WHAT THE TASK ASKS
Run through the records and show each line that includes the string "session".

Recorded data:
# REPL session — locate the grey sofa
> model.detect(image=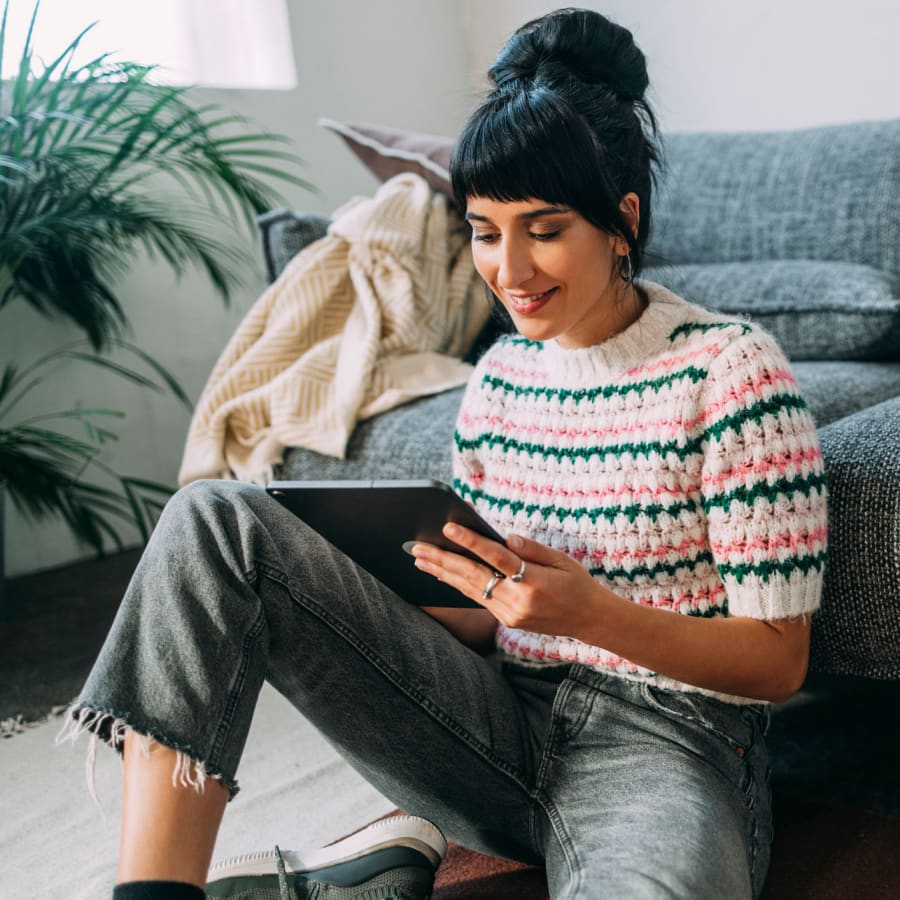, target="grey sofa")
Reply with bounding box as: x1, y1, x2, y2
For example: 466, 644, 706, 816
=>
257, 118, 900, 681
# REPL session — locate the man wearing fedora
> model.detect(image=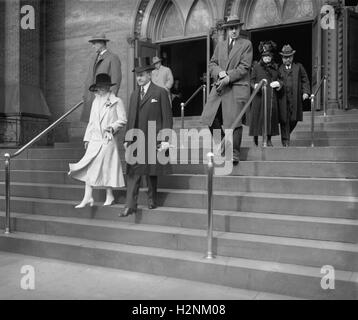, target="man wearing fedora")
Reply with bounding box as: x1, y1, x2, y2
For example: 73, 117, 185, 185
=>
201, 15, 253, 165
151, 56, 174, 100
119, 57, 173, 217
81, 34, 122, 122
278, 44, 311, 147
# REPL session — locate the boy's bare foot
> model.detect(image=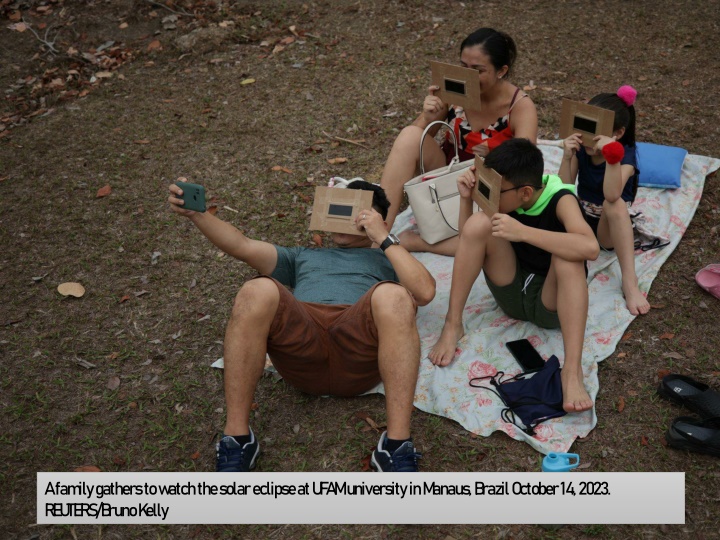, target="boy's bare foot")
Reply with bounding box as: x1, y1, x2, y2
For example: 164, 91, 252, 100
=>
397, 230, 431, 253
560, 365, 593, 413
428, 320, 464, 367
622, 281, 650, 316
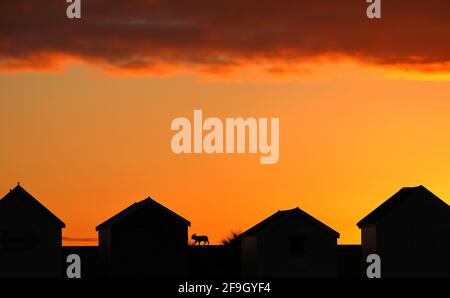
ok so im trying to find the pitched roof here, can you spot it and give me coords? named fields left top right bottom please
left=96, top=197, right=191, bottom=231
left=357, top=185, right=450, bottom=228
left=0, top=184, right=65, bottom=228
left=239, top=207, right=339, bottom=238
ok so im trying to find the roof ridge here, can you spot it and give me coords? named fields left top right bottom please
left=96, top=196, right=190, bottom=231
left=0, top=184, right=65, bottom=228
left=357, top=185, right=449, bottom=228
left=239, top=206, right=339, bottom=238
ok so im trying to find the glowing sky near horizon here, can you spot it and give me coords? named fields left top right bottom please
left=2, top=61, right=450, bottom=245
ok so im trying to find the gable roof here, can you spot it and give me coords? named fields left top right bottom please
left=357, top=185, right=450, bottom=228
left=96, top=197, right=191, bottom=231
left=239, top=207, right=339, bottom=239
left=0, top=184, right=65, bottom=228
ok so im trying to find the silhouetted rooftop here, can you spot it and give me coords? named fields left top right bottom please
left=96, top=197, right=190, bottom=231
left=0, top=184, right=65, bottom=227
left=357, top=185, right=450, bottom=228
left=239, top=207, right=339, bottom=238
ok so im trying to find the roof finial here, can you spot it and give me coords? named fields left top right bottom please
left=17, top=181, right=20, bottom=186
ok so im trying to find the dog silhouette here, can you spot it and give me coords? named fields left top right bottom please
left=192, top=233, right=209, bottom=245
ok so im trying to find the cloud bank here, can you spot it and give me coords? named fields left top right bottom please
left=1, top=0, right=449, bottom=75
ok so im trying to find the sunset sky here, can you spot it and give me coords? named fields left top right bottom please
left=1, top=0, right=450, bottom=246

RESPONSE BOX
# REPL session — locate the grey sofa
# REPL session — locate the man wearing fedora
# REPL session — locate the boy's bare foot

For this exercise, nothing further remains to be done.